▶ [任务要求]
逐字抄出记录中从含有“wooden dish, a”的那一行到含有“[[657, 474]]”的那一行之间的各行，首尾两行都算在内。

++++++

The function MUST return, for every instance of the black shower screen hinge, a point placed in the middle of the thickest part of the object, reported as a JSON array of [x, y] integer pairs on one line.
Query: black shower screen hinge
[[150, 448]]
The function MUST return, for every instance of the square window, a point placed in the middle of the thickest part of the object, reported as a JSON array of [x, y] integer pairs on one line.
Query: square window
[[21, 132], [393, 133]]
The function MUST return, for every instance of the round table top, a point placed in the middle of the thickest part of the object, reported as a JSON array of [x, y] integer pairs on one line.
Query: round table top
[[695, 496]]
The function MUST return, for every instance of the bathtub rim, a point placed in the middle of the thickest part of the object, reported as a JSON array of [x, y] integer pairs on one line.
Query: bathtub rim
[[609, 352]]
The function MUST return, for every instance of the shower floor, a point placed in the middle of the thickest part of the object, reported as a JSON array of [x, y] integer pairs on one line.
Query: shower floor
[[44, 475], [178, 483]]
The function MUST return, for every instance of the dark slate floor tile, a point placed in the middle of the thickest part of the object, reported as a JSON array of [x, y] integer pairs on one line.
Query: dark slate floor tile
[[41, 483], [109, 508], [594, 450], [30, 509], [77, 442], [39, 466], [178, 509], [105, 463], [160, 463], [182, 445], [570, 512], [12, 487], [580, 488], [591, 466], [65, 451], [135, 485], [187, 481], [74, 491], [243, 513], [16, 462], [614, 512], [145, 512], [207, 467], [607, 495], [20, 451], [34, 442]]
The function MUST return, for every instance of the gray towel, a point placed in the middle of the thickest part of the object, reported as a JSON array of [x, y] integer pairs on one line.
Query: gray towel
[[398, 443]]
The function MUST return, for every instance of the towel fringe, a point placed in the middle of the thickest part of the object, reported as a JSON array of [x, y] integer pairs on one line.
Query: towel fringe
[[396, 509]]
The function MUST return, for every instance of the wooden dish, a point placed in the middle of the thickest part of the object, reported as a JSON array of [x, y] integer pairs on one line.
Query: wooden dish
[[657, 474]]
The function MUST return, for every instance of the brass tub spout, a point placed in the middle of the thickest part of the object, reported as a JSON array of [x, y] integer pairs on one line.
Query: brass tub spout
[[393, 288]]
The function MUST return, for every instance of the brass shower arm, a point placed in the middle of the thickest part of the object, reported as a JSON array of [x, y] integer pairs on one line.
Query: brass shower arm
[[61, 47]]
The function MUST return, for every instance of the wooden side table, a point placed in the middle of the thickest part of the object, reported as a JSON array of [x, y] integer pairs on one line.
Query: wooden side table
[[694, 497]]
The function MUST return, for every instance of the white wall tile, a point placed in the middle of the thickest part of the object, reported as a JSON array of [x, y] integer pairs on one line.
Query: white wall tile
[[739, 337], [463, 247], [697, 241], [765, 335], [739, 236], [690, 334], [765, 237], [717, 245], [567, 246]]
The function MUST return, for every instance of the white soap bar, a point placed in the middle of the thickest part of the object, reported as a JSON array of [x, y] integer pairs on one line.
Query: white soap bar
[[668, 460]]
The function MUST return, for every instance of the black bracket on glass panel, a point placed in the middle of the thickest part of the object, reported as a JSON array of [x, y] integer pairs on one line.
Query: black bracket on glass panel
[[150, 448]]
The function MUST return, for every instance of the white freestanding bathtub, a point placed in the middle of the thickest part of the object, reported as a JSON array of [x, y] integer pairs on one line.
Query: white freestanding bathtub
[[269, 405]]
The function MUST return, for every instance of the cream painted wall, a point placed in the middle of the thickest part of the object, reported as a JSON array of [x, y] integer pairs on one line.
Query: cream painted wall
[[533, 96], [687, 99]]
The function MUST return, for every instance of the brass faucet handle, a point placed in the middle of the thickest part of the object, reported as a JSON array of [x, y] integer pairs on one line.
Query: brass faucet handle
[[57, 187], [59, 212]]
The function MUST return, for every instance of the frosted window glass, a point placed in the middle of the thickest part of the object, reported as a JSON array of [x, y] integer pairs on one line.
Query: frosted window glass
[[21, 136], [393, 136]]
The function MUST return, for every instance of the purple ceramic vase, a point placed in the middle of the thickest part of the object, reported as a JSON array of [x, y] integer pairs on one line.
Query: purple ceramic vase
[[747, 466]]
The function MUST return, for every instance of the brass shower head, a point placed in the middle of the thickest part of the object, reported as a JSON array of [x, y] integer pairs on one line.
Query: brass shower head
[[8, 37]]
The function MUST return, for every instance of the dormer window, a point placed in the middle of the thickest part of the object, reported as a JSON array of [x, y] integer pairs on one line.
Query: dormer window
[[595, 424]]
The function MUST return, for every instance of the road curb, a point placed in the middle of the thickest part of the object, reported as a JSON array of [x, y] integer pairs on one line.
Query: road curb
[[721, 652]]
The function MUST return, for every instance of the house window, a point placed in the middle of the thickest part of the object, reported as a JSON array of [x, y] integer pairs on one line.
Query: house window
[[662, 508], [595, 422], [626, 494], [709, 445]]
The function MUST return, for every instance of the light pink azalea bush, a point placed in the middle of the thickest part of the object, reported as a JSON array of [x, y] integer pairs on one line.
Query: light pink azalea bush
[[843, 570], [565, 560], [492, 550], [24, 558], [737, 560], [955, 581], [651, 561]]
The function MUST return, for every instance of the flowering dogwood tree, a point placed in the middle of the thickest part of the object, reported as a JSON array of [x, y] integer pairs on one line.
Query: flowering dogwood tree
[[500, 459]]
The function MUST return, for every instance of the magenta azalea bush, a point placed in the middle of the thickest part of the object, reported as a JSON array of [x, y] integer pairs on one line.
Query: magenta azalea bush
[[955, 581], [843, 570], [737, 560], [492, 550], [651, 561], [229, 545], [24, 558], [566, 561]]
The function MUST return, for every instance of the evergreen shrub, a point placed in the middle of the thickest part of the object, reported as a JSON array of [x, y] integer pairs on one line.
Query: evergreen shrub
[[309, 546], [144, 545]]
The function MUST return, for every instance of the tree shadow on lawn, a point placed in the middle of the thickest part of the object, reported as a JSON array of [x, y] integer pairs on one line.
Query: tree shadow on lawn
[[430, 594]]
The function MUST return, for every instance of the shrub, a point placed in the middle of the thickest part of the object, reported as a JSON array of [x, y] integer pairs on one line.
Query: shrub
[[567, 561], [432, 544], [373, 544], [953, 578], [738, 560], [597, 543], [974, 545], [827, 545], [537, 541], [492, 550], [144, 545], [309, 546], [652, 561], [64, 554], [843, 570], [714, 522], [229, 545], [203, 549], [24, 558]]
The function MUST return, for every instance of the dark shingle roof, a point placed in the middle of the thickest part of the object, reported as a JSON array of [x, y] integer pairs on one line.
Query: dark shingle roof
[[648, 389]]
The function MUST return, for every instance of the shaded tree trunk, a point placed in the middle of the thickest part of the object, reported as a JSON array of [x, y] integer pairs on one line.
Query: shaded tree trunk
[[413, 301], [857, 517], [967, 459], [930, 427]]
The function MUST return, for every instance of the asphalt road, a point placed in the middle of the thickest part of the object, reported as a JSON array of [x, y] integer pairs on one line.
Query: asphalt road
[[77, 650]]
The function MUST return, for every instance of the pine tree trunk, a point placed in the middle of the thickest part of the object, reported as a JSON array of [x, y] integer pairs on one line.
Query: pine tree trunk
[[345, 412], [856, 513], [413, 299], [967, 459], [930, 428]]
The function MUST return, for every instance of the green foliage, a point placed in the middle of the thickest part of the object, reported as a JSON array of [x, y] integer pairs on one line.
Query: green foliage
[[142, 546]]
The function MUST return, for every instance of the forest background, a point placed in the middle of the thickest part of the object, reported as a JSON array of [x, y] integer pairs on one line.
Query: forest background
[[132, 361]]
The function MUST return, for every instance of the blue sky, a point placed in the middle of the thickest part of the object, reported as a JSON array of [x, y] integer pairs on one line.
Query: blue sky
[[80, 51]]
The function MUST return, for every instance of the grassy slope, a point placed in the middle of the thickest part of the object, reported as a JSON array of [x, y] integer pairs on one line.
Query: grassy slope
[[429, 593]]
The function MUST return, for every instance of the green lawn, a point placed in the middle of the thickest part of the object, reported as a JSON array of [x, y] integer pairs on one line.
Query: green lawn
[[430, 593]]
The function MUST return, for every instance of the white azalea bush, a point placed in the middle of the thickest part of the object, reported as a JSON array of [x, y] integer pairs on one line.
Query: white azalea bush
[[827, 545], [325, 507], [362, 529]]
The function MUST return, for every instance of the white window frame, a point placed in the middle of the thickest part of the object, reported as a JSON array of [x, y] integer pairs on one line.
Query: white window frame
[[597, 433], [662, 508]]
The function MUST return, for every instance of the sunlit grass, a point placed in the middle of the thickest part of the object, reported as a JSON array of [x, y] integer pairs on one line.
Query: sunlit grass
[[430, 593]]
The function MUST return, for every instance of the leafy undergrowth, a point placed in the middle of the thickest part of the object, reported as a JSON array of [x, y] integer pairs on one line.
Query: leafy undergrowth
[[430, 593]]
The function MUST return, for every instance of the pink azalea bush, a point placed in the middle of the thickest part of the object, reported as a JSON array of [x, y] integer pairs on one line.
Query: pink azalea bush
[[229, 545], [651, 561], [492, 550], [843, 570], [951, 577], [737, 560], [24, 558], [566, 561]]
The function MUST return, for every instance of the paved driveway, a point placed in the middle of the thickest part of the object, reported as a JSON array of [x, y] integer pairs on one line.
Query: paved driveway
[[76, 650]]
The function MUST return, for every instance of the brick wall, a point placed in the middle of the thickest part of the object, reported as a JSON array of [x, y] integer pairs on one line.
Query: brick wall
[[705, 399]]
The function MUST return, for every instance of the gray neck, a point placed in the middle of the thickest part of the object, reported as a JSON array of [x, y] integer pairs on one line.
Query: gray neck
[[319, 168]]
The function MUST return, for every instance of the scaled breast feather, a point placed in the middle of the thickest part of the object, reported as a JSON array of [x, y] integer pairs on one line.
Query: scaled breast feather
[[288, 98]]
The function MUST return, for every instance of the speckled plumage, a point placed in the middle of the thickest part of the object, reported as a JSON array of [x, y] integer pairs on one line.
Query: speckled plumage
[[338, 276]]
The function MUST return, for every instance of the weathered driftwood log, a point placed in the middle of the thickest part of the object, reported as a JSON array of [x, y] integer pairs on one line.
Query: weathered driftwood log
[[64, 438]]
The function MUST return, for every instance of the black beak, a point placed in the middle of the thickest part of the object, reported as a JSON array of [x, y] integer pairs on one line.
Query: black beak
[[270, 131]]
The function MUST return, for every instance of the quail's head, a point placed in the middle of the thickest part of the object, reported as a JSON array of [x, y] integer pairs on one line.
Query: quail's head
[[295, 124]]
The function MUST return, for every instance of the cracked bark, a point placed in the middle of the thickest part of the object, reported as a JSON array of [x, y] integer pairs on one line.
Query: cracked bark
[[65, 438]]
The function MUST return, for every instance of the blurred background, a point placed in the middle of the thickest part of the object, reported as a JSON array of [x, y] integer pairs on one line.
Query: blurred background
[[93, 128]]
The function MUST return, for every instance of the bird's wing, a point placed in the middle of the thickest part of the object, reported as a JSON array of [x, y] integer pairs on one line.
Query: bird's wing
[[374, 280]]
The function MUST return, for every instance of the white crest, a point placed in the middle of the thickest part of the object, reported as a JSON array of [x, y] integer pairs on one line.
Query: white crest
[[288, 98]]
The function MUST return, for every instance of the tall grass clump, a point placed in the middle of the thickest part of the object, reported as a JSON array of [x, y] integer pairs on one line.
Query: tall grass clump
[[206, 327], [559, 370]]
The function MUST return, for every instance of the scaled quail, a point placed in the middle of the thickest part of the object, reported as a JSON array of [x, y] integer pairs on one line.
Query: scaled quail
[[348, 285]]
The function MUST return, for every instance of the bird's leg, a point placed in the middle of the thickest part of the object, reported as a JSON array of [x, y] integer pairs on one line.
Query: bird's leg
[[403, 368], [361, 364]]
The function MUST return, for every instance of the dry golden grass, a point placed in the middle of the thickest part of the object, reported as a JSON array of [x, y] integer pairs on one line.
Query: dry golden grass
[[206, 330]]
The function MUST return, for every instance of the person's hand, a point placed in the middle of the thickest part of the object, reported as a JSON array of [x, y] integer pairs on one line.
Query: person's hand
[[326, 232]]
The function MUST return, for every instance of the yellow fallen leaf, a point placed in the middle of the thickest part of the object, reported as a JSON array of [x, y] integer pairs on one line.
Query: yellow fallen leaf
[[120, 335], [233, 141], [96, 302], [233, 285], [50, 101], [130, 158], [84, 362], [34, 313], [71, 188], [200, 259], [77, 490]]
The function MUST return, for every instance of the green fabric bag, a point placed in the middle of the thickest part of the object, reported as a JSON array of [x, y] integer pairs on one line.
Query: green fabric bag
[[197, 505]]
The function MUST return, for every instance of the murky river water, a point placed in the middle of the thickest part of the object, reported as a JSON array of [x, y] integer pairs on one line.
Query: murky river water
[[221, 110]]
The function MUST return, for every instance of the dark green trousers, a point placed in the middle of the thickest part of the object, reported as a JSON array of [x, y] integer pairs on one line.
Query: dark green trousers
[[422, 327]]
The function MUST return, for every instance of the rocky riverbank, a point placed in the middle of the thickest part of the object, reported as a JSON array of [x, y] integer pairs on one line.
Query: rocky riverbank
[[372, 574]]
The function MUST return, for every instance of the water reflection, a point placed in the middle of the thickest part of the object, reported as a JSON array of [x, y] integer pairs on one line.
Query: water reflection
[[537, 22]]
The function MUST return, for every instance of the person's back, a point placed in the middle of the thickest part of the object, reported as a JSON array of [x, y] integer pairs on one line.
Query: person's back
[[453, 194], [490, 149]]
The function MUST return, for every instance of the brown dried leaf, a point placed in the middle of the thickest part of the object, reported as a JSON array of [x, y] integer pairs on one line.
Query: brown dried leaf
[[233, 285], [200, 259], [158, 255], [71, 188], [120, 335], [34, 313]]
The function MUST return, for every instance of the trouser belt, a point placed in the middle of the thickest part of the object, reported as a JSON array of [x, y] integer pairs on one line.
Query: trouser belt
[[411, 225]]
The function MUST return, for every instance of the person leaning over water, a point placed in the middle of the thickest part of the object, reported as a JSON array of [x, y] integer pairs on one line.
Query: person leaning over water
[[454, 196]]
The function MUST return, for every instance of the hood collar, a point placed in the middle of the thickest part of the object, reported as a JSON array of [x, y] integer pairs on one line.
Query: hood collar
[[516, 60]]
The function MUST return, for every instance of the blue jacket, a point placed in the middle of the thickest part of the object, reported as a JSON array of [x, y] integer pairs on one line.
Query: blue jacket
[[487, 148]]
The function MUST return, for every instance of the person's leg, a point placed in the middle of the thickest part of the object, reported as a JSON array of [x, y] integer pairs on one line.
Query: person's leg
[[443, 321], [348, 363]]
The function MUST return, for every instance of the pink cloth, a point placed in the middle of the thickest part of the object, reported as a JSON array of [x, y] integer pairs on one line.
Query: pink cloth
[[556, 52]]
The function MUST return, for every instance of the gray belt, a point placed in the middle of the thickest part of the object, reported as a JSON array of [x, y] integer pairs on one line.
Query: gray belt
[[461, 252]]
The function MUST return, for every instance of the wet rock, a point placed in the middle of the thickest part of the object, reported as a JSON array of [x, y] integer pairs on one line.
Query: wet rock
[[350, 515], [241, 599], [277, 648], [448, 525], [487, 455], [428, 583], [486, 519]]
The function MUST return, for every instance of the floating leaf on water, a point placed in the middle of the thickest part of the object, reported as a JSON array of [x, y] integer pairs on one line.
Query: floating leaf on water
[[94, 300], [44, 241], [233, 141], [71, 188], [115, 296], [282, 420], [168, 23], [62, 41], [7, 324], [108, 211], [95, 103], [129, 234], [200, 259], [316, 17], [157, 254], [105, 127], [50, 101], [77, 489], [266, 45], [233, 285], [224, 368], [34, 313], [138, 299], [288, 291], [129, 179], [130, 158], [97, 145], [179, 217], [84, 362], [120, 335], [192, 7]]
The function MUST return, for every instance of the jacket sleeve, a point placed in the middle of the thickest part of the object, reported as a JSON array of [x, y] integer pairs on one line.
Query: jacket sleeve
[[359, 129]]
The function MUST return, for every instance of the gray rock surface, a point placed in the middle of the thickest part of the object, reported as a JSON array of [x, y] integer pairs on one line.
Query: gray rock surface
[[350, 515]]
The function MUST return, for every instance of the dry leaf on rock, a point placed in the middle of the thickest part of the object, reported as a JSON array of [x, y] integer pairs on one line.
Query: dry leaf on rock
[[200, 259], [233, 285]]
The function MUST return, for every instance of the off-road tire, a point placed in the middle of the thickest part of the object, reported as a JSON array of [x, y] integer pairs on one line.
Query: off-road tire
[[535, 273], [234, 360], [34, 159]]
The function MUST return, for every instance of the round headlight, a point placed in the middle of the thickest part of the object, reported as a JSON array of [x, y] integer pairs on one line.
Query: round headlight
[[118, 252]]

++++++

▶ [书面解答]
The function MUST return, for every instance of the wooden dish, a point placed in the middle of the thickest part of the object, reported as a JSON array of [x, y] integer pairs on one line.
Query: wooden dish
[[657, 474]]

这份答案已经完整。